### Required task
Find the line that contains "For every instance of the metal" and print it and every line after it, exactly, please.

### Material for this exercise
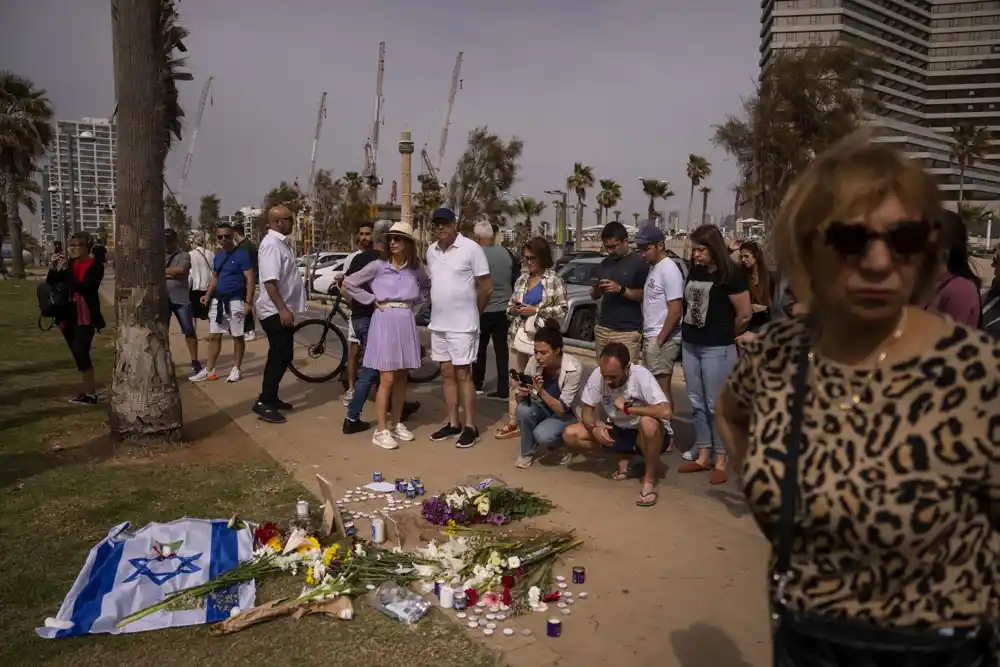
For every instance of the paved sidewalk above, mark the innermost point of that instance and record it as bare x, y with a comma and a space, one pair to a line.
679, 584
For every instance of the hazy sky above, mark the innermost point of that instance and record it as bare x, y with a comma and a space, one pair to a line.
630, 87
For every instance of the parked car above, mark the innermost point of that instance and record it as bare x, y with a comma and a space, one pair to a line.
581, 314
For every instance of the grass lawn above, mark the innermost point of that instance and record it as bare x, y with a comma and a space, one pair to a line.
63, 485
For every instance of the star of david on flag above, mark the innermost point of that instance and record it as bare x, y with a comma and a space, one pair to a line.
128, 572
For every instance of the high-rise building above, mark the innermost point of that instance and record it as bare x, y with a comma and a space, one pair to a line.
78, 182
940, 66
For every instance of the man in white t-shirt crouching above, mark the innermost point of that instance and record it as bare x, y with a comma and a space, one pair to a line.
460, 289
635, 413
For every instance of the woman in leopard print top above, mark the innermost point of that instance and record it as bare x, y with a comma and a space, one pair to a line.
899, 459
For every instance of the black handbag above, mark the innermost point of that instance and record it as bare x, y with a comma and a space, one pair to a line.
810, 640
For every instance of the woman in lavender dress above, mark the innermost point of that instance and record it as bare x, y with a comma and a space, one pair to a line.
397, 282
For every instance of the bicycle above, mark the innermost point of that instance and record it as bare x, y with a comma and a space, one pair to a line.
315, 333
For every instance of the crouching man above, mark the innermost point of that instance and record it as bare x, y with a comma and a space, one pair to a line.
635, 410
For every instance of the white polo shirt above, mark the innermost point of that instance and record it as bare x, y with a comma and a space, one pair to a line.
453, 274
276, 262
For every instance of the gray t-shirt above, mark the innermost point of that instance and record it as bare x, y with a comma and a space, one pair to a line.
501, 266
177, 287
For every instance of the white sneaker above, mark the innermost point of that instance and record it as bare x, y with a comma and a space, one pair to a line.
384, 440
403, 433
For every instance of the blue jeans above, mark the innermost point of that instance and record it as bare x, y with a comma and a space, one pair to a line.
705, 373
367, 377
539, 426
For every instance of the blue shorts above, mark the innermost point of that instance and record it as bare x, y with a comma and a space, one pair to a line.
626, 441
185, 317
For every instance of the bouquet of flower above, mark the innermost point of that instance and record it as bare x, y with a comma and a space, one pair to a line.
465, 505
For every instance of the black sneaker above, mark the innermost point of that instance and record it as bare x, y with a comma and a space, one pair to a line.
409, 408
352, 426
268, 413
445, 432
469, 438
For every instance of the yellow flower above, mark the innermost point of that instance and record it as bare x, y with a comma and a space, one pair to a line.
312, 544
330, 554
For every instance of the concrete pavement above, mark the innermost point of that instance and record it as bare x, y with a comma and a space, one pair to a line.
679, 584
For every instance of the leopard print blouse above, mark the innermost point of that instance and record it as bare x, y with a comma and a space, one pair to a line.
892, 523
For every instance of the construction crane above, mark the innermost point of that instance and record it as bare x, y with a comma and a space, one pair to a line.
194, 137
310, 184
371, 146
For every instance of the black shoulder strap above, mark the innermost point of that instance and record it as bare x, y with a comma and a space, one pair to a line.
789, 483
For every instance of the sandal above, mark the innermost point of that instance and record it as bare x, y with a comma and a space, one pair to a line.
507, 431
647, 498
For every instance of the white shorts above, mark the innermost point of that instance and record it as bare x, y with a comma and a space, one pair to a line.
232, 323
459, 348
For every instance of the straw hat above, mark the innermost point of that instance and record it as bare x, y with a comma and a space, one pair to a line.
400, 229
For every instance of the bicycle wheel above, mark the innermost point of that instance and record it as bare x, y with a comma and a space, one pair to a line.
320, 351
429, 370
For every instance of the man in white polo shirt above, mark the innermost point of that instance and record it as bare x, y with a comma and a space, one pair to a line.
460, 289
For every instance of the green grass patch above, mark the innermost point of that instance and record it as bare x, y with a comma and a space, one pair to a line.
54, 505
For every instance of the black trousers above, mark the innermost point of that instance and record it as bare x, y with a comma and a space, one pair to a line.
492, 326
280, 346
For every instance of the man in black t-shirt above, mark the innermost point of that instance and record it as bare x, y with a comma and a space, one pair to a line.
620, 279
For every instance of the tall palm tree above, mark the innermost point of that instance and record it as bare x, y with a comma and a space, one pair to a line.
145, 403
705, 190
579, 181
970, 142
698, 169
528, 208
609, 196
655, 189
25, 133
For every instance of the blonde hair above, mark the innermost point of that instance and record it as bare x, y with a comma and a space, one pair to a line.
849, 180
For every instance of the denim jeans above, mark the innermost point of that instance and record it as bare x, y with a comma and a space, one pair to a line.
539, 426
367, 377
705, 372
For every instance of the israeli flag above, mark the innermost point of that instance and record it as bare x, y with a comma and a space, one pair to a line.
128, 572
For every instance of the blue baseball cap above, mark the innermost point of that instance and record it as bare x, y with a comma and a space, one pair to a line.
445, 214
650, 234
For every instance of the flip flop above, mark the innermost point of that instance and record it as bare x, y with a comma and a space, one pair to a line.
647, 498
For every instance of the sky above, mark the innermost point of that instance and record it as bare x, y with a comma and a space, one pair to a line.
630, 87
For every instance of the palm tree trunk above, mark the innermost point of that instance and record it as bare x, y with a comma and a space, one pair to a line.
687, 226
16, 226
145, 403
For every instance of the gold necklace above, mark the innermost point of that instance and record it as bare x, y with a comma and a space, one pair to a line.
856, 392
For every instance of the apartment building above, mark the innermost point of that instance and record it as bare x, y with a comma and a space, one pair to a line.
940, 66
78, 180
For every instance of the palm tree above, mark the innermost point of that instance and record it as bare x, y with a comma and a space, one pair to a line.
528, 208
970, 144
705, 190
145, 403
609, 196
655, 189
25, 133
581, 179
698, 169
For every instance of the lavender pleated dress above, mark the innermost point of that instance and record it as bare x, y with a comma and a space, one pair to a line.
393, 342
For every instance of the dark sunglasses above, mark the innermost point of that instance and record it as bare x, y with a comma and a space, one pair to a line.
904, 239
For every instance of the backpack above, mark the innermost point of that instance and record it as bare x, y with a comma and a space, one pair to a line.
53, 301
515, 267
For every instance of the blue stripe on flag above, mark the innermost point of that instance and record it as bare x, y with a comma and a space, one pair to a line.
87, 607
225, 556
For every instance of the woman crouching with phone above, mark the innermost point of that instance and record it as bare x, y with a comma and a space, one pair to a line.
545, 393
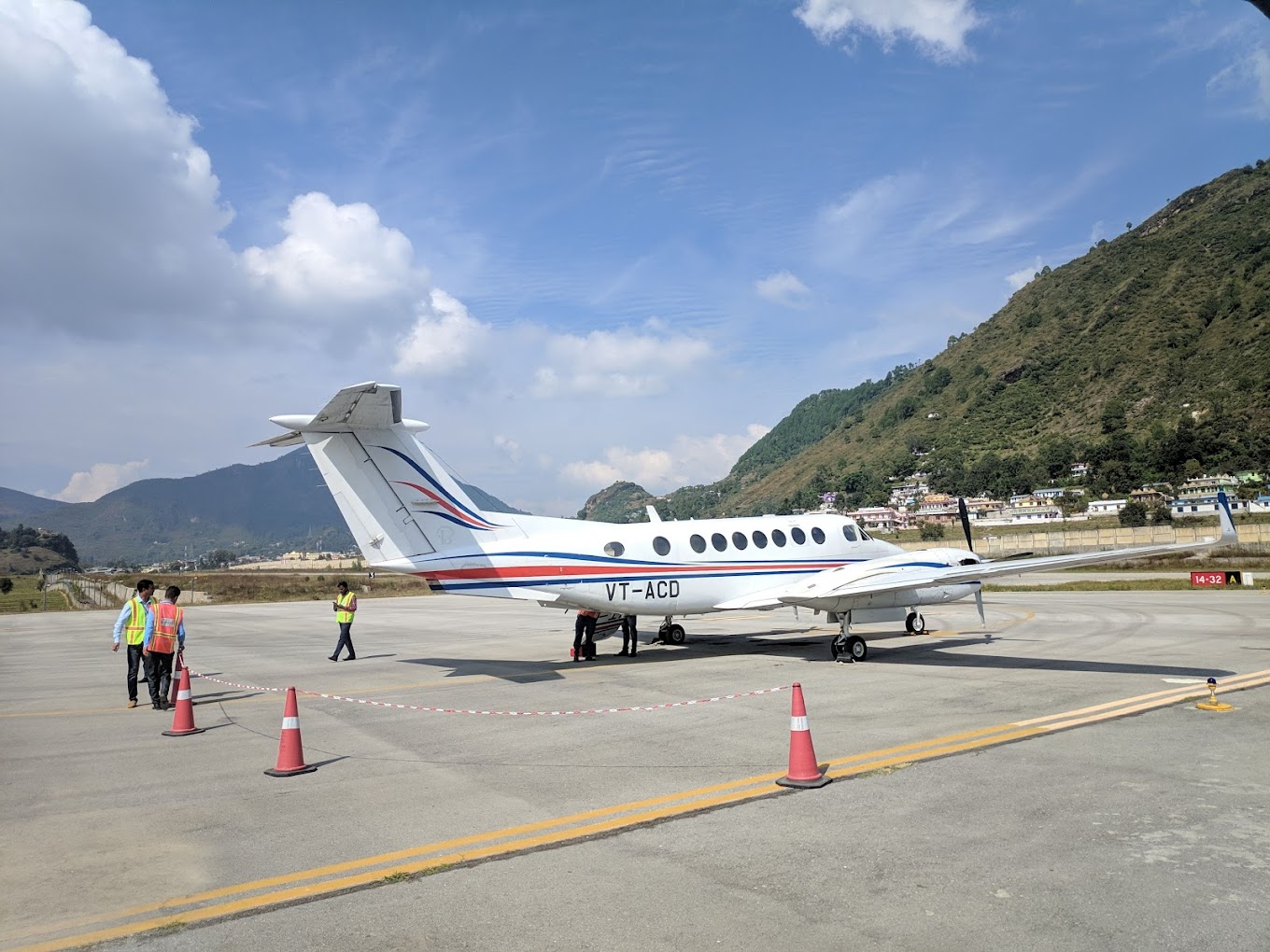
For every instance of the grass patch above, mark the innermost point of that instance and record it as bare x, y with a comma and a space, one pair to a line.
27, 596
271, 585
1131, 585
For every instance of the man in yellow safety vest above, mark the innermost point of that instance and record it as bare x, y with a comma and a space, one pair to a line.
131, 624
345, 606
164, 637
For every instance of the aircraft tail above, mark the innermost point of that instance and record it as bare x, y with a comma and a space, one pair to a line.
397, 497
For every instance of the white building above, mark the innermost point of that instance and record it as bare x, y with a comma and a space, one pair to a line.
1107, 507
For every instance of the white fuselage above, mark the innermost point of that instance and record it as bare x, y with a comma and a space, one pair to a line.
652, 567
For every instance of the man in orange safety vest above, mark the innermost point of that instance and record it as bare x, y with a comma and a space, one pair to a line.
164, 637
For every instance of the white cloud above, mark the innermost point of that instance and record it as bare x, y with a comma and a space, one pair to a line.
335, 253
102, 179
1016, 279
690, 461
444, 339
783, 288
621, 363
938, 27
92, 483
508, 446
1248, 77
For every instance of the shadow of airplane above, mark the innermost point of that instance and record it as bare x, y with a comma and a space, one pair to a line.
932, 652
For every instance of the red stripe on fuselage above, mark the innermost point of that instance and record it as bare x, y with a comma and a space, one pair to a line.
454, 511
556, 571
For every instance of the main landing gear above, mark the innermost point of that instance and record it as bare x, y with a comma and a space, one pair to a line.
670, 634
850, 648
847, 648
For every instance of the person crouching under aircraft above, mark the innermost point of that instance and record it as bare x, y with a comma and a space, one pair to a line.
585, 634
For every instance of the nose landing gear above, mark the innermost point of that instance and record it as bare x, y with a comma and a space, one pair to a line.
670, 634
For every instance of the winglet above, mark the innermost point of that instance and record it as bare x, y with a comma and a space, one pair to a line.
1230, 535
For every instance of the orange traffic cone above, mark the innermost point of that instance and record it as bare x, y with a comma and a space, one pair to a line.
176, 680
183, 721
804, 772
291, 754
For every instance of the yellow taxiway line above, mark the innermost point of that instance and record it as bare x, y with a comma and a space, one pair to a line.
353, 874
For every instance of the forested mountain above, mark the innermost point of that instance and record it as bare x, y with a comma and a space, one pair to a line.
1146, 357
265, 508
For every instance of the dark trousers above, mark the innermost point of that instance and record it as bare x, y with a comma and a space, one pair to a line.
630, 635
583, 632
346, 637
134, 666
159, 673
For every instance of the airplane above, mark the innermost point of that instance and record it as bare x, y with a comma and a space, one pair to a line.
409, 514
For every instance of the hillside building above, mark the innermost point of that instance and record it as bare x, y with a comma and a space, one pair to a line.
1107, 507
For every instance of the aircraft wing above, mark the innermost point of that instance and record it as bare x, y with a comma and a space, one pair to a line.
847, 581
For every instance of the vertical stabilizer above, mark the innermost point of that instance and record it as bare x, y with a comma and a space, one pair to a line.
399, 501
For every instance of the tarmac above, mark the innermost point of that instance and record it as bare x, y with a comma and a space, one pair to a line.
1043, 781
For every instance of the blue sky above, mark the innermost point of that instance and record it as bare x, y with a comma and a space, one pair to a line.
592, 242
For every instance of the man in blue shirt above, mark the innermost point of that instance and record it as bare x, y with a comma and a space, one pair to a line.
133, 623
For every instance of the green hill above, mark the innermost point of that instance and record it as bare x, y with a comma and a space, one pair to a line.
1146, 357
261, 510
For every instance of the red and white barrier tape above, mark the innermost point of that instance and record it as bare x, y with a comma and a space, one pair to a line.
496, 714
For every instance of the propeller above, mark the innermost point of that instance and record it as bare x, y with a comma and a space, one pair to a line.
969, 543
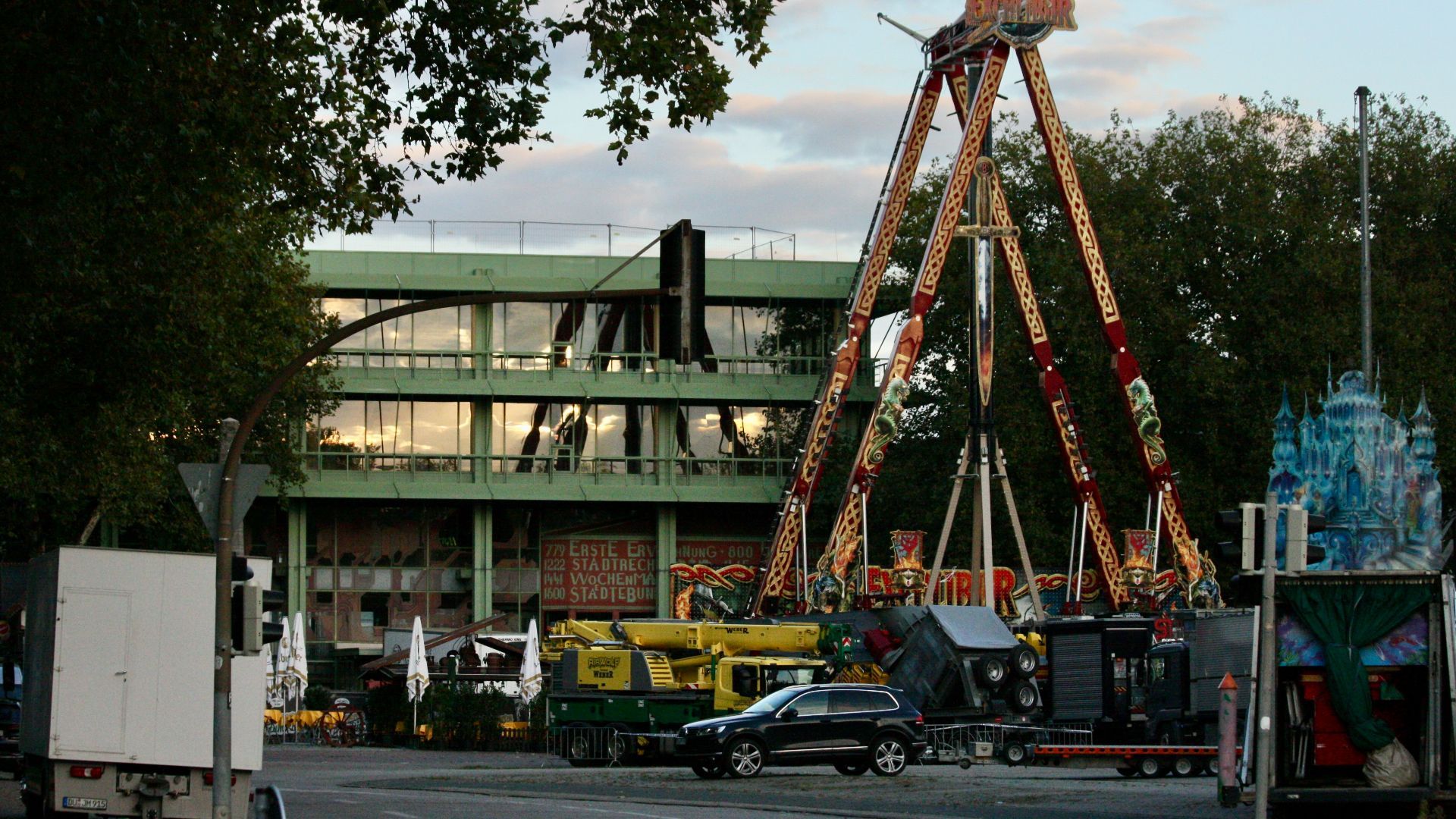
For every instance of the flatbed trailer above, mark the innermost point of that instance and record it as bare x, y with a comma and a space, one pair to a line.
1062, 746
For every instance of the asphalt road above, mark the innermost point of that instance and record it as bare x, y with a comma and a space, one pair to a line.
422, 784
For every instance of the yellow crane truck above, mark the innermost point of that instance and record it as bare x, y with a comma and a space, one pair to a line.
644, 679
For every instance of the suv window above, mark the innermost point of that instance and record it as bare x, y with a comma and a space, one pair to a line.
848, 701
813, 704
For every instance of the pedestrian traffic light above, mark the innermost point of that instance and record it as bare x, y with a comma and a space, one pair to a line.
1247, 523
251, 607
683, 276
1299, 525
251, 626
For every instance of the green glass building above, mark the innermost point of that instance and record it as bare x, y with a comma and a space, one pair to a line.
539, 460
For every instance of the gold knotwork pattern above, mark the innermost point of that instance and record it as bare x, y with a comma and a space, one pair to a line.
845, 542
783, 547
1017, 267
899, 196
1071, 184
823, 423
1184, 544
1107, 557
960, 183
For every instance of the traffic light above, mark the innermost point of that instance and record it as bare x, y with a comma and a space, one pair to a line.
683, 275
1247, 523
1299, 525
251, 607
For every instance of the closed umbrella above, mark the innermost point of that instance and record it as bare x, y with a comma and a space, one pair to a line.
299, 667
283, 679
417, 678
530, 667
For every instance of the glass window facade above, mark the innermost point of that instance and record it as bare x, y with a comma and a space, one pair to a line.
450, 328
394, 435
370, 567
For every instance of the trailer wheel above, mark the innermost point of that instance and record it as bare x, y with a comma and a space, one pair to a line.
1150, 767
889, 757
710, 770
1024, 661
992, 670
1022, 697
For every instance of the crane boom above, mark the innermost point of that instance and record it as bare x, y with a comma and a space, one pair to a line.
1136, 395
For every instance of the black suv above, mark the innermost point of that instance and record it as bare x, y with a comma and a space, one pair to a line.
858, 727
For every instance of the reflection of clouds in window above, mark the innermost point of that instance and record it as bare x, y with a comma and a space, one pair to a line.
449, 328
395, 428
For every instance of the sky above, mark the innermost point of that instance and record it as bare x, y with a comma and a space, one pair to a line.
804, 145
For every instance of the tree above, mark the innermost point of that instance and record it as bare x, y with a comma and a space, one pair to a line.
164, 164
1232, 238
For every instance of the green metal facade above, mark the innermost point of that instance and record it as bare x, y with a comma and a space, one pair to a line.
478, 378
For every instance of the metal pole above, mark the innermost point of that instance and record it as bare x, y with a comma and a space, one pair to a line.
1363, 95
1021, 538
1264, 745
223, 611
223, 635
987, 560
1072, 558
1158, 528
949, 512
1228, 741
1082, 551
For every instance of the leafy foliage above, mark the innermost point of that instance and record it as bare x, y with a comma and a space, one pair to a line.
165, 162
1232, 238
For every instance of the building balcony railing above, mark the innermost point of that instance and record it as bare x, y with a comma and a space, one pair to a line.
538, 365
539, 468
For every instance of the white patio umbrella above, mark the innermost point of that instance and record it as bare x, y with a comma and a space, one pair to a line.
283, 679
417, 676
530, 667
299, 665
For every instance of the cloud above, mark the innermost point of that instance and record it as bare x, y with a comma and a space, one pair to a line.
673, 177
821, 124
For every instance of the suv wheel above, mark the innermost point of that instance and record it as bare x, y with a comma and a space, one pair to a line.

### Result
For every instance of the metal pole above, mark the innermost point of that instance and record it as bare x, y with a comma and a space, one pair to a line.
1363, 95
1021, 538
1264, 745
223, 611
223, 635
987, 560
1072, 558
1158, 528
949, 512
1228, 741
1082, 551
For every instance of the leafy foliage above, mark the innermost point of that instance and record it as bare x, y with a comma and a space, one pair to a line.
165, 162
1232, 238
For every instance of the building balcony railing above, mark the innermost point of that instance and record it as bare x, y with a comma and a space, one pair to a line.
538, 365
539, 468
For every instance of the white patio umbrella above, mark the innermost point of that instance and record it as bare x, y with a comma and a space, one pair to a line.
283, 679
417, 676
530, 667
299, 665
For every instance of the cloud above, mark the innermost point of that instance and record it as bare x, y with a comma and a space, one pair to a line.
673, 177
821, 124
For every instance of the suv wheel above, mark the innermost point of that instance and record it as bare x, y with a comma and a space, one pair to a line.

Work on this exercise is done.